TASK INSTRUCTIONS >> Consider the entries below. Count the lines holding the string "snow" and state the number only.

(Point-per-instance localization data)
☆ ☆ ☆ ☆
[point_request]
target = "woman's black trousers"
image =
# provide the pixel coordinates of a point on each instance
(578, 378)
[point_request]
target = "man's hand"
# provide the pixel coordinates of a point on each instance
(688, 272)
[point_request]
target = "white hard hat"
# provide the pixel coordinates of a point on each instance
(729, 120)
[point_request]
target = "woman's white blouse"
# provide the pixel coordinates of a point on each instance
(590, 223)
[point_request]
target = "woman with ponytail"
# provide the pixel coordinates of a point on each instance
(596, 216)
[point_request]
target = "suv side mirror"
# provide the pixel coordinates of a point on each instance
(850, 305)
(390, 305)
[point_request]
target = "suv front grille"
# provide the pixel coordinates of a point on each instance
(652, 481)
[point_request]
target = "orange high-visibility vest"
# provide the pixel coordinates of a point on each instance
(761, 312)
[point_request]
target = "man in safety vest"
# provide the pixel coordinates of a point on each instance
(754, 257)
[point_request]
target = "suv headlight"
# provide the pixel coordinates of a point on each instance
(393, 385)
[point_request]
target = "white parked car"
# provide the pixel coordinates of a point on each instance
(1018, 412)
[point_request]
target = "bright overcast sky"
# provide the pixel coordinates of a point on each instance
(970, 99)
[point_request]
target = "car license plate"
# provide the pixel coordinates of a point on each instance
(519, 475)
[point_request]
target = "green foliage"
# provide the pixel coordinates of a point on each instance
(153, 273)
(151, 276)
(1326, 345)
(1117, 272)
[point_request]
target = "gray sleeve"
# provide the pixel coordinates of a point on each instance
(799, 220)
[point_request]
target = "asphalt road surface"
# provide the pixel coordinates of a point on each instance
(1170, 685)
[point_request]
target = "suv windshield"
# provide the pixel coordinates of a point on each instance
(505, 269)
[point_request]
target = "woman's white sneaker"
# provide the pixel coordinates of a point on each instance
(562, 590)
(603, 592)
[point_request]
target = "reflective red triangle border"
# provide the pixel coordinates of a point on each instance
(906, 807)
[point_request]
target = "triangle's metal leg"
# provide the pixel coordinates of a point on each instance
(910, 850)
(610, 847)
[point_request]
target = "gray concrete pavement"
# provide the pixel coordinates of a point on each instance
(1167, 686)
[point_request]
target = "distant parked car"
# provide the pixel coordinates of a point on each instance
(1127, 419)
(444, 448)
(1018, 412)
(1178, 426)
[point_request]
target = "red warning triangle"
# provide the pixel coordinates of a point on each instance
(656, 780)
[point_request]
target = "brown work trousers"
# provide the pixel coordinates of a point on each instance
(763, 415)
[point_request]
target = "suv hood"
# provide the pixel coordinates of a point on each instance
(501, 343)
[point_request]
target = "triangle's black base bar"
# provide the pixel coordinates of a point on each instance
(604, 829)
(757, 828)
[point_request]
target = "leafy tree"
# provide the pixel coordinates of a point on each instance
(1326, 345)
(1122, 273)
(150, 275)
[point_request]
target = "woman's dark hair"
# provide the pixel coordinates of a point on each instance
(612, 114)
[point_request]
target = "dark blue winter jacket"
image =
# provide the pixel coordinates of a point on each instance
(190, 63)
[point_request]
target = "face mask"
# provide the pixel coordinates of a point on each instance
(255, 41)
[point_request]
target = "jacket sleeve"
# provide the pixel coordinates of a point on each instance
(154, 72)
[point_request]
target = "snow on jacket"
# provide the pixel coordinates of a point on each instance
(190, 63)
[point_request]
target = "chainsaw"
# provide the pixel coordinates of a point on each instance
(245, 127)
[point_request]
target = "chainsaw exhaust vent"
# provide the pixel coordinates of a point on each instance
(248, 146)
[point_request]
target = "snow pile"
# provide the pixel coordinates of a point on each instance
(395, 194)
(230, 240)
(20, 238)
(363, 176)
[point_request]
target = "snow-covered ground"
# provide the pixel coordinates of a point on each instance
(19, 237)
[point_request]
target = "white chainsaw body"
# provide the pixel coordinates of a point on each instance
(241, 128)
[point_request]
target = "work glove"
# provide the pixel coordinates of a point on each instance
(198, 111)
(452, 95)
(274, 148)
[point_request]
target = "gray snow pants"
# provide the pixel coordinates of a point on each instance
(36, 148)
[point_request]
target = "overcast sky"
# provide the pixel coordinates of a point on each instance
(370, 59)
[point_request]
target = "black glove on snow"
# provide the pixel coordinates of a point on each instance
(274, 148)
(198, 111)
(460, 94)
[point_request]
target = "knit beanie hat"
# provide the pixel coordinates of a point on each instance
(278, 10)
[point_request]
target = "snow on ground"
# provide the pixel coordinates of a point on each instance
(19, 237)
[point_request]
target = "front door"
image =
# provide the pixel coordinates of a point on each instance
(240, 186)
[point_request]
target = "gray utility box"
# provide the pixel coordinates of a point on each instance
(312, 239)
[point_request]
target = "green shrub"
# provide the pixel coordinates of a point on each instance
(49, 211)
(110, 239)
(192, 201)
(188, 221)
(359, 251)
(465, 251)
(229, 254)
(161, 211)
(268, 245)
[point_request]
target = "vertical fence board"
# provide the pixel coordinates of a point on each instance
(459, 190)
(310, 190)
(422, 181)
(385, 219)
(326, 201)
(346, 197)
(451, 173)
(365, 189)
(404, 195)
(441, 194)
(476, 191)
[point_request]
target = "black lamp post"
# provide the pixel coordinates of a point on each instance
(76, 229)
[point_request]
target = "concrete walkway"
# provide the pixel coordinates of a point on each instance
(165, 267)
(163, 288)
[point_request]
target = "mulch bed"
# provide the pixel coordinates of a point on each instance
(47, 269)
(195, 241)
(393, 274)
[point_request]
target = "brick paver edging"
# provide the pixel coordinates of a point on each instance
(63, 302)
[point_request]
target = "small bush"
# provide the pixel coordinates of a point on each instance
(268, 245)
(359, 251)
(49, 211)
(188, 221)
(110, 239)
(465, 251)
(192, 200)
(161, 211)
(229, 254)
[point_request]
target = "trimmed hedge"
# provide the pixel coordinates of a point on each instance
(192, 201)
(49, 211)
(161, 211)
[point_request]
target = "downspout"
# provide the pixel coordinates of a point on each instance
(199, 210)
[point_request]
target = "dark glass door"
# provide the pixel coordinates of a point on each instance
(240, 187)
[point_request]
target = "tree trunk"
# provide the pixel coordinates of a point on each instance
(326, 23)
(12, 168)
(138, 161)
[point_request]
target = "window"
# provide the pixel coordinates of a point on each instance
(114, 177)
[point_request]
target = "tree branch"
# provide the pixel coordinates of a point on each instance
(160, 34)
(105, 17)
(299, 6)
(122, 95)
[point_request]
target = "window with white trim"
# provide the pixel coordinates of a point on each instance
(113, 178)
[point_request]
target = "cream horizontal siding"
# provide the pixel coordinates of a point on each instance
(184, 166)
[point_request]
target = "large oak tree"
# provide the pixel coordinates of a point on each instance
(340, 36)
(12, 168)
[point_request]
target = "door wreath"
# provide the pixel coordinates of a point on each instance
☆ ☆ ☆ ☆
EXERCISE RESPONSE >> 6